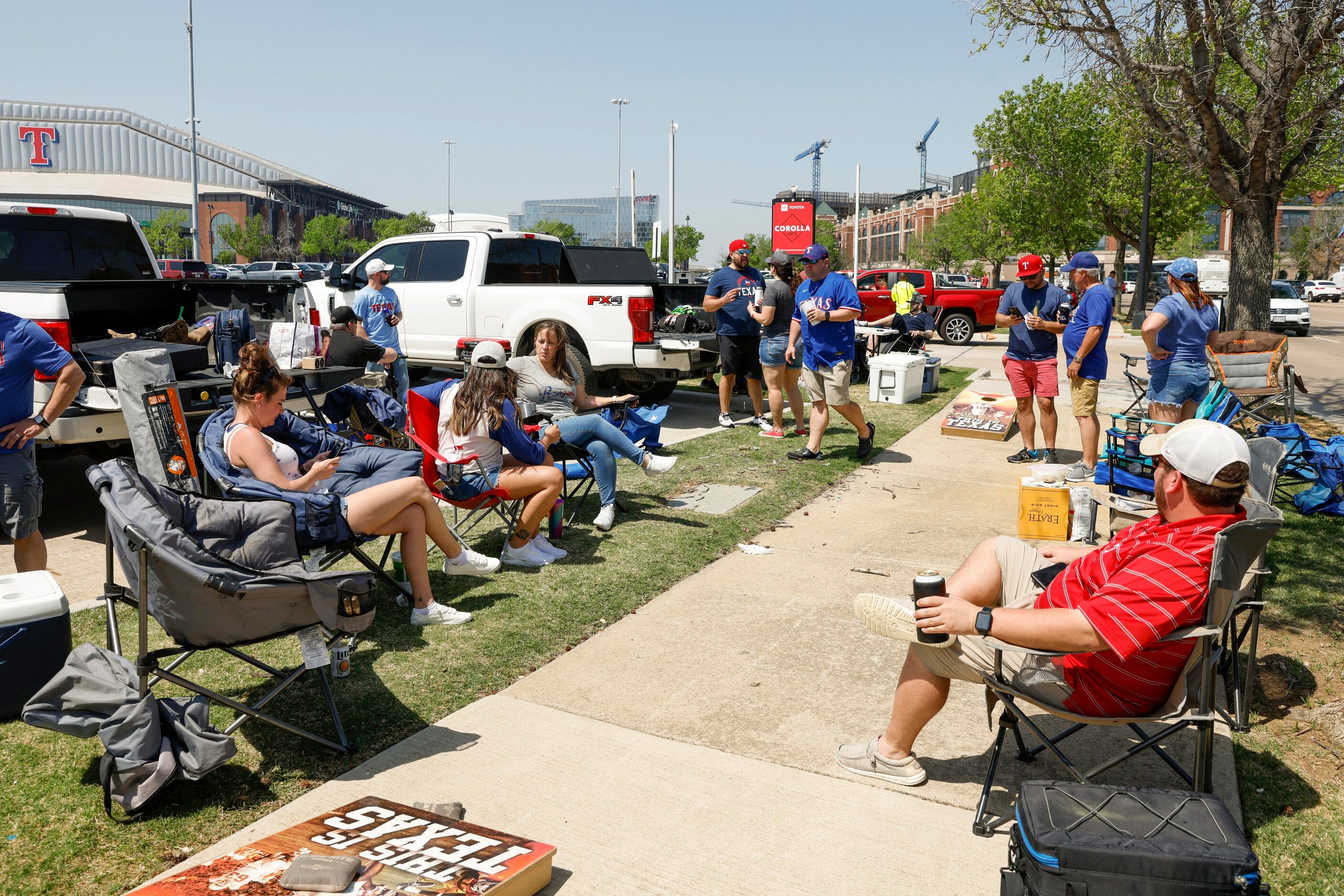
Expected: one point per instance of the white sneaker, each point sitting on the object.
(544, 546)
(440, 615)
(658, 465)
(525, 557)
(471, 563)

----

● **Your objective**:
Rewrite all of the material above as a two-column CSV with the header columns "prompt" and "points", one row per item. Put each item's text and its answer into single quoted fields, replace line breaks with spaces, and omit the pictures.

● **Exercise solution**:
prompt,points
"Expected: one point per instance of the white sneaker, each point sitting on the object.","(544, 546) (440, 615) (658, 465) (525, 557) (471, 563)"